-------- Data entries

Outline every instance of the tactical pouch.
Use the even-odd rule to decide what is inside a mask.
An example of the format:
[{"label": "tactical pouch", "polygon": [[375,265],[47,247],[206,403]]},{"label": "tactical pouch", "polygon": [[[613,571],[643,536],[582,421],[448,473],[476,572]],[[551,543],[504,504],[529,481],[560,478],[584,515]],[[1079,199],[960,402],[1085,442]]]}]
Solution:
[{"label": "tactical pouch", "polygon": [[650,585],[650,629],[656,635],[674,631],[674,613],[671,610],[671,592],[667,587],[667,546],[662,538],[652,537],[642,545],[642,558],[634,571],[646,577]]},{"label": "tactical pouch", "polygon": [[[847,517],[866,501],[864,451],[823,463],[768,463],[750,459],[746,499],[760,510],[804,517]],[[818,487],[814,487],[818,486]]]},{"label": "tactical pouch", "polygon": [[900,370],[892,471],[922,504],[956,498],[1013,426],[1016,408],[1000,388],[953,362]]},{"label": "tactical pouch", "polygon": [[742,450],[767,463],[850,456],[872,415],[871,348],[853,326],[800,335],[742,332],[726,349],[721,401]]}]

----------------

Reproduce the lines of the items above verbatim, covering all of them.

Exercise result ▸
Outline every instance of the tactical pouch.
Use the even-odd rule to decide what is inside a mask.
An example of the format:
[{"label": "tactical pouch", "polygon": [[375,265],[47,247],[206,403]]},{"label": "tactical pouch", "polygon": [[[613,571],[643,536],[582,421],[448,473],[476,572]],[[551,543],[504,504],[529,481],[560,478],[584,515]],[[1079,199],[960,402],[1085,442]]]}]
Solution:
[{"label": "tactical pouch", "polygon": [[650,585],[650,629],[656,635],[674,631],[674,613],[671,610],[671,592],[667,587],[667,546],[662,538],[652,537],[642,545],[642,558],[634,571],[646,577]]},{"label": "tactical pouch", "polygon": [[[847,517],[866,501],[864,451],[823,463],[768,463],[750,459],[746,499],[760,510],[804,517]],[[818,487],[814,487],[818,486]]]},{"label": "tactical pouch", "polygon": [[900,370],[892,471],[922,504],[956,498],[1013,426],[1016,408],[1000,388],[953,362]]},{"label": "tactical pouch", "polygon": [[742,450],[767,463],[850,456],[872,415],[871,348],[853,326],[800,335],[742,332],[726,349],[721,401]]}]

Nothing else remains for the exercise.